=== EXTRACTED INFORMATION ===
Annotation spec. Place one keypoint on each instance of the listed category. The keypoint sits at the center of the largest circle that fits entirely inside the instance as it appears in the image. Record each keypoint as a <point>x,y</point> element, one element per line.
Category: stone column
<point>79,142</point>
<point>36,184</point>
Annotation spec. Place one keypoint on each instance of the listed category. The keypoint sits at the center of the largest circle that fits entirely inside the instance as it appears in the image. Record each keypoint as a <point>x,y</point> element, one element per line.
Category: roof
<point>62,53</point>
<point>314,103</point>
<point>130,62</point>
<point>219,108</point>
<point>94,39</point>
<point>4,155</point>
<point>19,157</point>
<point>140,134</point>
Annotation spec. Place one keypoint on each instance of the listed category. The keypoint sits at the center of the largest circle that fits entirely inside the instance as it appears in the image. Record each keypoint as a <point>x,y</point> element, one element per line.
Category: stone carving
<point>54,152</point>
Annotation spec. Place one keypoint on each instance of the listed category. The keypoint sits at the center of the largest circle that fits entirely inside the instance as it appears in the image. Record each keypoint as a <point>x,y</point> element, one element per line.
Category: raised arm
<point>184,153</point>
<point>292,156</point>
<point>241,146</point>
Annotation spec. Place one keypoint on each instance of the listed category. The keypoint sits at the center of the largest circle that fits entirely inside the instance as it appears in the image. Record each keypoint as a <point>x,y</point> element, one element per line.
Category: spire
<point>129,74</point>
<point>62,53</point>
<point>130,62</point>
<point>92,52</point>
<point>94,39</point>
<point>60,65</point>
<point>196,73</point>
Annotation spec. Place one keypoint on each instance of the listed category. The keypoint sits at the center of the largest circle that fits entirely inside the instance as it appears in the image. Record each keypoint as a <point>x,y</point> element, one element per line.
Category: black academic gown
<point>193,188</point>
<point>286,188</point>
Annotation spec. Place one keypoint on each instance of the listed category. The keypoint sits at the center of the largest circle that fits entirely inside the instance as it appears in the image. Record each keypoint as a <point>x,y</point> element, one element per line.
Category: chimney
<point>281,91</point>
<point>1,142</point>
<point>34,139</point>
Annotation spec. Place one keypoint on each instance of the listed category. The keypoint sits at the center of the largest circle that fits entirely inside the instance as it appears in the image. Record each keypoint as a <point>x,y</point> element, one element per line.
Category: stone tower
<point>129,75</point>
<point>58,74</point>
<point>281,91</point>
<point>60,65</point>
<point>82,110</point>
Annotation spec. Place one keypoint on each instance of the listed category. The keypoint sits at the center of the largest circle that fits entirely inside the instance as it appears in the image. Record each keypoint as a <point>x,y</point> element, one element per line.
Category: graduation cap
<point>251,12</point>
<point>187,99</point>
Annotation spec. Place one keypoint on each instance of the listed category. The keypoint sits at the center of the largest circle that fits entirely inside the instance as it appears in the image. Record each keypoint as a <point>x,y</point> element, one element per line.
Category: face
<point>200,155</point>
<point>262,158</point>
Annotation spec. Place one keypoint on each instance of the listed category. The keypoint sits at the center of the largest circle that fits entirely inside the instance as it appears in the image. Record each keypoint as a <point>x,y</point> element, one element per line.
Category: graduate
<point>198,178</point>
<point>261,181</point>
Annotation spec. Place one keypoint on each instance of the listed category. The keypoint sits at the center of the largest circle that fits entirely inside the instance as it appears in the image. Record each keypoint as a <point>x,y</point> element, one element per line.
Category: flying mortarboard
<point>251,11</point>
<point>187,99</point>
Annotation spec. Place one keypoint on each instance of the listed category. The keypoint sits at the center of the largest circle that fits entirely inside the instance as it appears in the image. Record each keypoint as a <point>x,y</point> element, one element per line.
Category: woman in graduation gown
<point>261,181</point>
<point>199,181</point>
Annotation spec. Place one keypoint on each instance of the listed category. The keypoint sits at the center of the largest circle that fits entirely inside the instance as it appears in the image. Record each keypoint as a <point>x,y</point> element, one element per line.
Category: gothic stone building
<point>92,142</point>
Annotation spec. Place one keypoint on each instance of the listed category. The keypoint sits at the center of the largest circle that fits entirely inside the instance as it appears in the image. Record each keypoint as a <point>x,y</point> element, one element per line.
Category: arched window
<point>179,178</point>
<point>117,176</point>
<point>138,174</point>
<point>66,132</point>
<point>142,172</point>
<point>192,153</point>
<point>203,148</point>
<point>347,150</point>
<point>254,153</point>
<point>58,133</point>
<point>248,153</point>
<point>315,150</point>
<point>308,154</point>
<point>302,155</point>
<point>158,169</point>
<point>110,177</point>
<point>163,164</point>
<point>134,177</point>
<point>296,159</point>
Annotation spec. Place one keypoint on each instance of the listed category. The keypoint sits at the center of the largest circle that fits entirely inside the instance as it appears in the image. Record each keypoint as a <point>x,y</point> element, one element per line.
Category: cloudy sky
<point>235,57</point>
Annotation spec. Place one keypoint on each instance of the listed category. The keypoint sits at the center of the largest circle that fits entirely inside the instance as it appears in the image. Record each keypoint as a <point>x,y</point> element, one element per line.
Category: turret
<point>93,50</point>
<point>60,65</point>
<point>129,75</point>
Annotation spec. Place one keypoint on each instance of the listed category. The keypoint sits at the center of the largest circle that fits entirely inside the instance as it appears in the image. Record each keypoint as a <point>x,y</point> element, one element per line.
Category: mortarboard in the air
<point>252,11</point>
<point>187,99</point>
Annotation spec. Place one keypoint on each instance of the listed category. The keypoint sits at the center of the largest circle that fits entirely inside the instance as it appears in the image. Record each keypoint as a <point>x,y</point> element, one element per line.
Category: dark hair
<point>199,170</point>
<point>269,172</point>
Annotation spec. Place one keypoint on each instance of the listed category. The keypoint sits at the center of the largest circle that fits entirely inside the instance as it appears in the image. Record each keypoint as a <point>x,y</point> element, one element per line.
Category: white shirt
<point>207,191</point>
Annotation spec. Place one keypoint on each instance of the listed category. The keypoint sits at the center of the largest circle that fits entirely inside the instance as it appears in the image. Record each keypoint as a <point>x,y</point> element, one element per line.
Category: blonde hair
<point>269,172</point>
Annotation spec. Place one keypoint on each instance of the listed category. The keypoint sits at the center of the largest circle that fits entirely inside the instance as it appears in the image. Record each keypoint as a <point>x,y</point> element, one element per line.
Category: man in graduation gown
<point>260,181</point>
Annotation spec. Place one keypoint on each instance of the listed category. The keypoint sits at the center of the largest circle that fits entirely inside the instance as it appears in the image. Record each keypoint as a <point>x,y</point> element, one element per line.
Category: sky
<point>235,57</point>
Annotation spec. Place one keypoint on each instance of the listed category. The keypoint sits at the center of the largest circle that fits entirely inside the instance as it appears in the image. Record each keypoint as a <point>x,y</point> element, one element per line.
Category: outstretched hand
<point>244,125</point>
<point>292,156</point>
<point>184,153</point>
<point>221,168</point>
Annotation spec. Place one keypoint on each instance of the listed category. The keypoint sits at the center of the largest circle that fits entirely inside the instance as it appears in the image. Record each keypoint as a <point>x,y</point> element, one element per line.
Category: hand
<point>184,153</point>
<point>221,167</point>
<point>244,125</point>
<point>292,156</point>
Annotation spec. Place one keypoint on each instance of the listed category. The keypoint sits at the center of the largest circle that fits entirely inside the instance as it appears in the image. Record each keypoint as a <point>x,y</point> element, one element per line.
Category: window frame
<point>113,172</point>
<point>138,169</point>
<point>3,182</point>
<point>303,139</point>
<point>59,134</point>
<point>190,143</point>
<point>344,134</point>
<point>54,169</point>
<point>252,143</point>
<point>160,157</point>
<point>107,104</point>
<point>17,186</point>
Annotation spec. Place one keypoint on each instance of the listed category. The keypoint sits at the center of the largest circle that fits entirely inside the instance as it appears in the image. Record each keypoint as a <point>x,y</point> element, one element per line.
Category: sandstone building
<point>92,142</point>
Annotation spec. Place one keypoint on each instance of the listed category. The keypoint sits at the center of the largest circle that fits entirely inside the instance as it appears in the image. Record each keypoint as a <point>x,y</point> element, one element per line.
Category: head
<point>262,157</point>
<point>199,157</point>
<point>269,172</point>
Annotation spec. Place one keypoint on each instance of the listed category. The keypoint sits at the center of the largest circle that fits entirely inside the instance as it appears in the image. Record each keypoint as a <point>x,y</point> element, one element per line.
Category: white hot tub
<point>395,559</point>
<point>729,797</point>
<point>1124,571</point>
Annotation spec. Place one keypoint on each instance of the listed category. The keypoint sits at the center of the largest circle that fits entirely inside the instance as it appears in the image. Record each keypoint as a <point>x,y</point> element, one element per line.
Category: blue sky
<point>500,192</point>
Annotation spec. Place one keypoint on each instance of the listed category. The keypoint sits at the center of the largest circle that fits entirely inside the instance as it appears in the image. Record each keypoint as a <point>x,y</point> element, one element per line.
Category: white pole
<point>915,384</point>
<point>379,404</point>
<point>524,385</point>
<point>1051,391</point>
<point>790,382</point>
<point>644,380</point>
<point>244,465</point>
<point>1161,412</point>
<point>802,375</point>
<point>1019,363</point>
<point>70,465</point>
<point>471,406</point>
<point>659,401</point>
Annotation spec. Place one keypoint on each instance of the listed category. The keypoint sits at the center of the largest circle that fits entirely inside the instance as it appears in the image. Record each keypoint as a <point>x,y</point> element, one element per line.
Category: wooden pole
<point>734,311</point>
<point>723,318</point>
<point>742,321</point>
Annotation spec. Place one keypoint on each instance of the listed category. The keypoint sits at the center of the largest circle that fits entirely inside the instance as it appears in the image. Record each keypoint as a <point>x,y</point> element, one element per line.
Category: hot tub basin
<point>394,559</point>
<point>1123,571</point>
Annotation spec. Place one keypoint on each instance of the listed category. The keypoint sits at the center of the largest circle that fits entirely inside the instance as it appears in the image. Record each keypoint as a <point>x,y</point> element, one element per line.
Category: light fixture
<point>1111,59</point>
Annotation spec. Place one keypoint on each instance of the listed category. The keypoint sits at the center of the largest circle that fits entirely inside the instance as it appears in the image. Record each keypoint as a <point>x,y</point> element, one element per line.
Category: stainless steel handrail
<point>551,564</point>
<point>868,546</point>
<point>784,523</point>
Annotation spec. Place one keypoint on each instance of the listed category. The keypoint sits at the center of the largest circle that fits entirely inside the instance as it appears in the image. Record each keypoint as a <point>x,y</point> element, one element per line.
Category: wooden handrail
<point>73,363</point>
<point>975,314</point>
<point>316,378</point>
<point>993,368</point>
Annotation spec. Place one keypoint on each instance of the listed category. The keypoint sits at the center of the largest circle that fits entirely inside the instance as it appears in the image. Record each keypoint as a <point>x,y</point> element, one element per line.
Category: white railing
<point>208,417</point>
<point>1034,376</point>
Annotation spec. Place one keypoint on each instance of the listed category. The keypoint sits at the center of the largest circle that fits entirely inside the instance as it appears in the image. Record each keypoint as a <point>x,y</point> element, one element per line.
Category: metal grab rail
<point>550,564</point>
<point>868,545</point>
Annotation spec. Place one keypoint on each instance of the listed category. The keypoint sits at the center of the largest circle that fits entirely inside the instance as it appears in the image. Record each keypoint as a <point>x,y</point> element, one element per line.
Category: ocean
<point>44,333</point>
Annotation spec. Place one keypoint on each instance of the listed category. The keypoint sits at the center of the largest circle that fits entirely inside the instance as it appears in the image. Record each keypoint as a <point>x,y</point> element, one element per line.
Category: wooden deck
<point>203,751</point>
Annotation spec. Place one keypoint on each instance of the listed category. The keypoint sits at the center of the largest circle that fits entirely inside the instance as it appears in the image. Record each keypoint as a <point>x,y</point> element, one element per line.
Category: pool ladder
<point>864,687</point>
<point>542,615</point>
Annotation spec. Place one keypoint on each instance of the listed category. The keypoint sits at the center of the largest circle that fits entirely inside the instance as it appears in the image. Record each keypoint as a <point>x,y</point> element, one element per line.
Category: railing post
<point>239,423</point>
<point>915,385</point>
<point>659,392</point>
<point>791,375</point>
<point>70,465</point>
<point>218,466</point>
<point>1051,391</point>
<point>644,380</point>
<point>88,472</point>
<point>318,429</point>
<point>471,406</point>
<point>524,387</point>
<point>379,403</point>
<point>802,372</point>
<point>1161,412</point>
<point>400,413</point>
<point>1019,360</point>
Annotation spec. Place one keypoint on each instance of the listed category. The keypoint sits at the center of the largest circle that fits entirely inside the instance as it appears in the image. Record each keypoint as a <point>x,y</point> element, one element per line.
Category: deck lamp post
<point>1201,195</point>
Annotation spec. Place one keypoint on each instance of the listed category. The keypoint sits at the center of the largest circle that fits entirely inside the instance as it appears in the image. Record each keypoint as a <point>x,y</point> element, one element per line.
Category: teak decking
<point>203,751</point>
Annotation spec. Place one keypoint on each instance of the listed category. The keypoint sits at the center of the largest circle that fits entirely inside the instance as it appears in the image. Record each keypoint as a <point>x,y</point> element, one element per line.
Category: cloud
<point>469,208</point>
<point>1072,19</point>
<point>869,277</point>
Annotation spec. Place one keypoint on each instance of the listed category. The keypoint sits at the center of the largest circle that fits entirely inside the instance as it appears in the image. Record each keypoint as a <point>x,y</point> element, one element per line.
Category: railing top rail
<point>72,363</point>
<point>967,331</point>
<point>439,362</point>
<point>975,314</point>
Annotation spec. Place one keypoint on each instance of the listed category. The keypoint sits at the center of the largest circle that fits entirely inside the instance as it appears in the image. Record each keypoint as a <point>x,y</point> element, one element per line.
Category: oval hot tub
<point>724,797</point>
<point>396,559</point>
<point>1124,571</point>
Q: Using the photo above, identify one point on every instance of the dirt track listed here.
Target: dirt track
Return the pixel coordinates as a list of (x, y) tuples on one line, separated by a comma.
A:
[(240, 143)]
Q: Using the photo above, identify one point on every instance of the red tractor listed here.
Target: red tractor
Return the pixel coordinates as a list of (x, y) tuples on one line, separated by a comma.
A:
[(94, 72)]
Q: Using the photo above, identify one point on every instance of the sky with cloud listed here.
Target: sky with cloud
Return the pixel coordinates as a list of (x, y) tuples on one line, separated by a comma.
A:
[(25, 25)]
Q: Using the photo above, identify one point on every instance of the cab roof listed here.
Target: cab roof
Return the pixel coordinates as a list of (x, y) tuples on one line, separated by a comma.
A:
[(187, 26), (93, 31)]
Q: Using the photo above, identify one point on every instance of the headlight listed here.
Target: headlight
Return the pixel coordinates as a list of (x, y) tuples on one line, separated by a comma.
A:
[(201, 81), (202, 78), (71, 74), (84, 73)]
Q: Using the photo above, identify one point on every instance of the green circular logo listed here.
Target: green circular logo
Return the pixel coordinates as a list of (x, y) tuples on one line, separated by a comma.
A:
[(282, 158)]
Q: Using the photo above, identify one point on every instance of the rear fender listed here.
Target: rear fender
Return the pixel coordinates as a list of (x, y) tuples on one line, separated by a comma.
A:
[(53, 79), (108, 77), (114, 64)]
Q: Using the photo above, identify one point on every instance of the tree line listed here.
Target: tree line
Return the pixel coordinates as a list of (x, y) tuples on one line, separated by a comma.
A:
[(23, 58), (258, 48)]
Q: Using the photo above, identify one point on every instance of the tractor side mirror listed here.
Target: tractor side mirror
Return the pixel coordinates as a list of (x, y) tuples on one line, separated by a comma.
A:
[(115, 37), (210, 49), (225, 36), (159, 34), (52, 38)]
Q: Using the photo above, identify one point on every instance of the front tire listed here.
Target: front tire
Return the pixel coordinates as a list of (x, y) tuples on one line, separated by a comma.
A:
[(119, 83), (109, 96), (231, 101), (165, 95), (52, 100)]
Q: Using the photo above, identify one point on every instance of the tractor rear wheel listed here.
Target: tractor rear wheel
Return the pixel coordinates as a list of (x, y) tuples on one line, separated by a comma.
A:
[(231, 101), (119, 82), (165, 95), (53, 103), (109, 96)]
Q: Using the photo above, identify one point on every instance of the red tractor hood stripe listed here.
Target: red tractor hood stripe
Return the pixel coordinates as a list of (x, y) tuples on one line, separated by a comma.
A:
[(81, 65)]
===
Scan the records above line by line, counting those where the word "tree" appears, and give the count alone.

→ **TASK ANSWER**
2